→ **Tasks to carry out**:
A. Answer these questions from the immunization exemptions article:
(i) How many deaths have been reported in California's whooping cough epidemic?
(ii) How many whooping cough cases were reported in Colorado from July 1 through Nov. 13?
(iii) In what month and year did the Pittsburg parents' daughter receive the vaccine?
B. Duplicate the immunization exemptions article between "Against the backdrop" and "plague her today.", inclusive.

→ **Text under study**:
The Download: Immunization exemptions
Whooping cough, an infectious bacterial disease that causes uncontrollable coughing, used to be one of the most common childhood diseases in the United States and a major cause of childhood deaths. Then a vaccine was developed and the disease became something of an oddity. But not in California.
The Left Coast state is coping with an epidemic of whooping cough, also known as pertussis. Through Nov. 30, according to the California Department of Public Health, there have been 7,297 confirmed, probable, and suspected cases of whooping cough, the most in 63 years. Ten deaths have been reported, nine of them infants who were generally too young to be immunized.
Jessica B. Mulholland, writing in Governing magazine, says California is most likely facing an epidemic because of policies that make it very easy for parents to exempt their children from receiving a vaccination for personal or religious reasons. Citing a study by the Journal of the American Medical Association, Mulholland says it’s easier to claim an exemption in California than it is to complete the immunization form.
Colorado is another state that makes it easy for parents to exempt their children from vaccinations. From July 1 through Nov. 13 of this year, 229 whooping cough cases were reported, almost triple the average number for that time period.
While both California and Colorado have seen sharp spikes in whooping cough cases, Mulholland suggests Colorado has fared better because of state programs focused on vaccinating health care workers, new parents, and people who work with small children, effectively creating a circle of protection around unprotected infants and children.
Massachusetts parents can claim immunization exemptions, but they have to state in writing that it conflicts with their “sincere religious beliefs.” It doesn’t seem to be a major issue in Massachusetts and the number of cases of whooping cough here doesn’t appear to be spiking. I could find no stats on the Department of Public Health’s website.
Against the backdrop of rising concern about whooping cough in some states, the US Supreme Court is reviewing a case brought by Pittsburg parents who are suing the drug maker Wyeth. The parents allege a diphtheria, tetanus, and pertussis vaccine their daughter received in April 1992 caused her to suffer seizures which still plague her today.

→ **Given entries**:
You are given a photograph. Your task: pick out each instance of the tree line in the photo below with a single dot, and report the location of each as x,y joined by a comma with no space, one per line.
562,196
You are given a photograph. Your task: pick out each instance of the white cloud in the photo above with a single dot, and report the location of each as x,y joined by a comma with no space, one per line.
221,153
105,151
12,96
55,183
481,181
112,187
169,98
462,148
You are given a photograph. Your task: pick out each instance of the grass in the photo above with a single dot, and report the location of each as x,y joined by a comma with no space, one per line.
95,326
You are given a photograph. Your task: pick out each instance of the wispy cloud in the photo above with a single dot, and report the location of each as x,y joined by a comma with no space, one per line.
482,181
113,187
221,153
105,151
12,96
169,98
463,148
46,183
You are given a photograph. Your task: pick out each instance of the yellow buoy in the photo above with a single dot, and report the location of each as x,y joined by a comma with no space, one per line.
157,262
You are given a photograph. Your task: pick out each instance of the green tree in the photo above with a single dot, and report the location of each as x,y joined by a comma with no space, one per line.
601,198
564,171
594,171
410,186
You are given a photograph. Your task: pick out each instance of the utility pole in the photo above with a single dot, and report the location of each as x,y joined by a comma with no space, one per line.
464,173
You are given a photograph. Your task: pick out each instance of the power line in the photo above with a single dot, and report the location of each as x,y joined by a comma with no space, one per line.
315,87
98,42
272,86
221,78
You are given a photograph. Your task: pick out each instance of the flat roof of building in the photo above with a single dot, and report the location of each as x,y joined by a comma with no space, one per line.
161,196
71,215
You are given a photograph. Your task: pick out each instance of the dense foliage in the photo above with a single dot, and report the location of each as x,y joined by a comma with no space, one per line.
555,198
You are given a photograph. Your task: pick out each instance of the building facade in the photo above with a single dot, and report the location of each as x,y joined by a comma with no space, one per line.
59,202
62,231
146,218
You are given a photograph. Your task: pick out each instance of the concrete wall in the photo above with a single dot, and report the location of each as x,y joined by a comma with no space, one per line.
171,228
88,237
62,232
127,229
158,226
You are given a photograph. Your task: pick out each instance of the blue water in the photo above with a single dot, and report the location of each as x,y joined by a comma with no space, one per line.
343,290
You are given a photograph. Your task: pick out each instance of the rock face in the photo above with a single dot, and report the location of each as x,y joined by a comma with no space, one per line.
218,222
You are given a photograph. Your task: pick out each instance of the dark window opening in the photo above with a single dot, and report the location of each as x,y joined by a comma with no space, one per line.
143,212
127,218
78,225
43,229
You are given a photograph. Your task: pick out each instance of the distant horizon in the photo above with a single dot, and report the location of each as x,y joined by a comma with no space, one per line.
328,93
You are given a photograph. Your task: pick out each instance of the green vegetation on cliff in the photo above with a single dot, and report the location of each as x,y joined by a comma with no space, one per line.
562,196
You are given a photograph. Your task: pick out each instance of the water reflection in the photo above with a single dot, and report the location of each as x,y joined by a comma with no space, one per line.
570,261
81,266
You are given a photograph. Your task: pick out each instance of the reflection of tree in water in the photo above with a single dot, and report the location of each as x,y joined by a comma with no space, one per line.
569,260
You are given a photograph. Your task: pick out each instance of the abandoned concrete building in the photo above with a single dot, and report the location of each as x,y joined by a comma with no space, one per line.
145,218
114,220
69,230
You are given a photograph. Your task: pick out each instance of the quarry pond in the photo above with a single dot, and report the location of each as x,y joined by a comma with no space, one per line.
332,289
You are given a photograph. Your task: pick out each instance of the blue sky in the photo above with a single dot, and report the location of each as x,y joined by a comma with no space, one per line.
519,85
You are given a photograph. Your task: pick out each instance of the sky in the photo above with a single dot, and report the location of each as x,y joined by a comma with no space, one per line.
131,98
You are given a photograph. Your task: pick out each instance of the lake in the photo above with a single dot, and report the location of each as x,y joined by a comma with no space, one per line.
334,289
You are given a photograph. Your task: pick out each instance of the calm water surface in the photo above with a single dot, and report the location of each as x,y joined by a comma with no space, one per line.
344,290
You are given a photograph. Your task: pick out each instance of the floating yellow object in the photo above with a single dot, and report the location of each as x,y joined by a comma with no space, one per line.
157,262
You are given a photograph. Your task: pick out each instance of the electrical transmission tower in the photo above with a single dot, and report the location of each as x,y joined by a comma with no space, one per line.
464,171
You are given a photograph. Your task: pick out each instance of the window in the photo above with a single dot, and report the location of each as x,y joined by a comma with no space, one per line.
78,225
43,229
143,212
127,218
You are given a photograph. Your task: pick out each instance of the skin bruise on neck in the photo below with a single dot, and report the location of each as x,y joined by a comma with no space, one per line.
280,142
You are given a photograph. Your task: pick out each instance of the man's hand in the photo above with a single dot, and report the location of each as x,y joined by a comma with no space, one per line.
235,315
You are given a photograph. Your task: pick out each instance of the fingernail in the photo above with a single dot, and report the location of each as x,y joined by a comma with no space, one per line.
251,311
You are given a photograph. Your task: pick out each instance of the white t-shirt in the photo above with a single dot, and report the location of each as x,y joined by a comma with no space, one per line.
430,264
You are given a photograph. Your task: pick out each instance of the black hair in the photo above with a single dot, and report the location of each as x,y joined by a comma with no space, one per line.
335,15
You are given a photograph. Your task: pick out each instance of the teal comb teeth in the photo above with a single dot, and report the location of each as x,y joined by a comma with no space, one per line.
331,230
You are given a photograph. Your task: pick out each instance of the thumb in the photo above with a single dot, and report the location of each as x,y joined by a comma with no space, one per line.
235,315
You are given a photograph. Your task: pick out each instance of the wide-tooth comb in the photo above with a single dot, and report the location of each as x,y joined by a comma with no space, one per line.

→ **Responses per task**:
A.
(i) Ten.
(ii) 229.
(iii) April 1992.

B.
Against the backdrop of rising concern about whooping cough in some states, the US Supreme Court is reviewing a case brought by Pittsburg parents who are suing the drug maker Wyeth. The parents allege a diphtheria, tetanus, and pertussis vaccine their daughter received in April 1992 caused her to suffer seizures which still plague her today.